== Supplied text ==
+++++
# my dust collector



## lew

I must get something like this. The old box fan in the basement window just isn't hacking it anymore.

Thanks for the review.

Lew


----------



## motthunter

I am in the process of installing a new 2HP grizzly cyclone like yours. Should have it up and running soon. I think that htey are both good units


----------



## Garry

I recently installed the new JDS 3HP collector. I wanted to setup the collector under the stairs in the shop to save space. The JDS low profile allowed me to do this. The other nice features about this unit is it is on casters along with the 55 gal collection barrel that is on casters.
A nice feature was the collection barrel has a small window that shows when the chips are near the top.
It has a separate motor that automatically cleans the filter everytime the unit is turned off.


----------



## Woodchuck1957

I just recently bought a PSI Tempest 142, it is their 2hp unit. I've got the unit hung on the wall but need to hookup the inlet and the bag. I notice you mounted your motor brace down at the bottom flange, I had to do the same thing.


----------



## JDub

How is the noise of the system? I've been considering a cyclone system but have heard they are exceptionally loud. Curious to hear about your experience.

Thanks


----------



## woodnut

woodchuck I know that you will love your cyclone I know that I wonder why I worked without one (money) but had I known how much cleaner it keeps the shop and lungs it would have been one of the first tools instead of one of the last. JDub, I want say it is quiet but it is not to bad. The real noise comes from the tools while the collector is on. I didn't expect this, but take the planner for example it is pretty noisy by itself, but turn on the collector and it is more than twice as loud. I now have ear protection at the noisy machinery.


----------



## TrickyDick

I also purchased and installed the Tempest "S" 3.5 horse cyclone in February. I installed it in the attic of my 26X38 shop. I installed 7" pipe throughout the shop and can run four 4" ports at any given time without loss of power. I love it!

I ran a 7" pipe from the cyclone back down to the shop floor into the supplied bin. Easy cleanup and does not take up wall for additional floor space. Took 4 big guys to get that sucker (no pun intended) into the attic.


----------



## Woodchuck1957

Woodnut, actually before I bought this unit I had a Grizzly G1029 2hp double bagger. I bought the cyclone because I wanted something that was easier to empty the dust from without takeing up too much space. I had a garbage can seperator for the double bagger, but it was just another thing to hookup at the begining of the day, and it took up more shop space, so I rarely used the seperator, it was just too much hassle.


----------



## roman

I've always dreamed of putting the dust sucker in the loft, have the chips and dust automatically dump into a machine that makes "wood pellets" then have pellets dump down into a boiler via a "skew" turned on and off by a thermastat and the bolier would heat my radient floor…..................free heat, no more dust bags and chips to deal with.

ah, the perfect world!


----------



## DavidNJ

Over 4 years later, how is it running?


----------
+++++
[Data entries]

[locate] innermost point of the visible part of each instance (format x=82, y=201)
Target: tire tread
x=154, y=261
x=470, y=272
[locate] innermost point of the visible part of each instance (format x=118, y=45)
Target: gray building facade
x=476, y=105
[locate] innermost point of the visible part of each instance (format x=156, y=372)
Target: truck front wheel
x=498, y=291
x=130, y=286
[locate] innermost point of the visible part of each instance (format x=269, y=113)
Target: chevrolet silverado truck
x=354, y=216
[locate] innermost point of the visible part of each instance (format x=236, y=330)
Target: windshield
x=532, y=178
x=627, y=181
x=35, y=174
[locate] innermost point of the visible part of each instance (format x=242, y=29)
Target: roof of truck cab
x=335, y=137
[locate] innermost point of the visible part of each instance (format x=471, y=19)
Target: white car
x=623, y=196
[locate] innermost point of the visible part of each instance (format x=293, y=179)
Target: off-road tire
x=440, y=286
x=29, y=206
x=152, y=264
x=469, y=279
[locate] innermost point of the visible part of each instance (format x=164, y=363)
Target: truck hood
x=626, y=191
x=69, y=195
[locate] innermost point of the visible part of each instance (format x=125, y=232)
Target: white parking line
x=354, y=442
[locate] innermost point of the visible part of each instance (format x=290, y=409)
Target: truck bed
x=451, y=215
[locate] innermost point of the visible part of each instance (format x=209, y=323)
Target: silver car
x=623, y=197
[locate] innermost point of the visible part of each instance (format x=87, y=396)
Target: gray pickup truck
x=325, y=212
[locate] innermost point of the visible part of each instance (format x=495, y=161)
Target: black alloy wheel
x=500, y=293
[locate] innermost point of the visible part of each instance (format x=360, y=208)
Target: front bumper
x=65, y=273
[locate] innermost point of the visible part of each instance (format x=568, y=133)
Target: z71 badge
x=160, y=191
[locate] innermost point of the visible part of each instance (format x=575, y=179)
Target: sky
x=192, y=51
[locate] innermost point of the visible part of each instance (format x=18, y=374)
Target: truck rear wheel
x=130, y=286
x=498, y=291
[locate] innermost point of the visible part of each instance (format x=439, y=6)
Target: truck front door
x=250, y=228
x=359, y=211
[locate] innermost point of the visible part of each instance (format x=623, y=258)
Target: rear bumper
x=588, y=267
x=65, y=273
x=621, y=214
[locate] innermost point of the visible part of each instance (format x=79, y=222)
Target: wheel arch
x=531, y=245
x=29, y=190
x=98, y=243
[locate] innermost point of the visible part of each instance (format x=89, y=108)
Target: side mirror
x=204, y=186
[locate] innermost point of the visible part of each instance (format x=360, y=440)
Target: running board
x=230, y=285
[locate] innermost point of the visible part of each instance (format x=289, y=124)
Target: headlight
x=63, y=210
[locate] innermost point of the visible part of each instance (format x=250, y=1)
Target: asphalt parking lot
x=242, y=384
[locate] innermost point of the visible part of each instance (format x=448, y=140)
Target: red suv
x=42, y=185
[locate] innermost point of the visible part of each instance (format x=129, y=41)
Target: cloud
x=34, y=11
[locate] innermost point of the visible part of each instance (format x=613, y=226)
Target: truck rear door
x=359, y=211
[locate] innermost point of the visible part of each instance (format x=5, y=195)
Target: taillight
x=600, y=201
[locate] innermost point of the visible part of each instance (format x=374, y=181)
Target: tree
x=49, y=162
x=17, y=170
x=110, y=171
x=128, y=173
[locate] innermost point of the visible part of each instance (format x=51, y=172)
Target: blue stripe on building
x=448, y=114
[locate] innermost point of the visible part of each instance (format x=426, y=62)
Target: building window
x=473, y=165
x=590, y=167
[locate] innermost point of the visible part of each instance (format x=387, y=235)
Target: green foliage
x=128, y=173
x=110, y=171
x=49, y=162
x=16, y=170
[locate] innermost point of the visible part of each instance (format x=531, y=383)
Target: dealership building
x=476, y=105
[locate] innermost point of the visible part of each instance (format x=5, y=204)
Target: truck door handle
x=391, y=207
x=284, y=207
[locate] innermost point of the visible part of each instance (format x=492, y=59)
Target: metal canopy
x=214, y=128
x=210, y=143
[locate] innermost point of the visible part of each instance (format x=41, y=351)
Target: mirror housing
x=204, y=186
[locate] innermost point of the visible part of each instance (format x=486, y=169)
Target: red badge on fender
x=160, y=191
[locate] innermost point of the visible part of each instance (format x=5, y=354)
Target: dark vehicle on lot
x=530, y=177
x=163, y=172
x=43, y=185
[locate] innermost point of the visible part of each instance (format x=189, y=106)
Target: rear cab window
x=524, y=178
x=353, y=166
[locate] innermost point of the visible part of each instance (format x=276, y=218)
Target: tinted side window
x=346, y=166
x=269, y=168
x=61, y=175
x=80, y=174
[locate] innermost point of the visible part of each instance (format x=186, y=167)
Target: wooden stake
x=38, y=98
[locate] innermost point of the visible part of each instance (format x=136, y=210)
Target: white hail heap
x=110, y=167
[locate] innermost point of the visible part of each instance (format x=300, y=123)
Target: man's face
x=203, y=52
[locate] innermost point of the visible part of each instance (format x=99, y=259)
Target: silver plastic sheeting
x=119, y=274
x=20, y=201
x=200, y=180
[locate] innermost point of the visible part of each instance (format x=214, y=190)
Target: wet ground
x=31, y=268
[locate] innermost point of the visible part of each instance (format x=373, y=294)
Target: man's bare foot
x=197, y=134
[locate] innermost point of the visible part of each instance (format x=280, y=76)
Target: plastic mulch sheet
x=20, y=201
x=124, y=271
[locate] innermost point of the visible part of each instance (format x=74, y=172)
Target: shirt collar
+++++
== Short problem 1 ==
Return the passage of the dust collector thread from "## TrickyDick" up to and including "into the attic.".
== Short problem 2 ==
According to the dust collector thread, what size of pipe did TrickyDick install throughout the shop?

== Finished answer 1 ==
## TrickyDick

I also purchased and installed the Tempest "S" 3.5 horse cyclone in February. I installed it in the attic of my 26X38 shop. I installed 7" pipe throughout the shop and can run four 4" ports at any given time without loss of power. I love it!

I ran a 7" pipe from the cyclone back down to the shop floor into the supplied bin. Easy cleanup and does not take up wall for additional floor space. Took 4 big guys to get that sucker (no pun intended) into the attic.

== Finished answer 2 ==
7-inch pipe.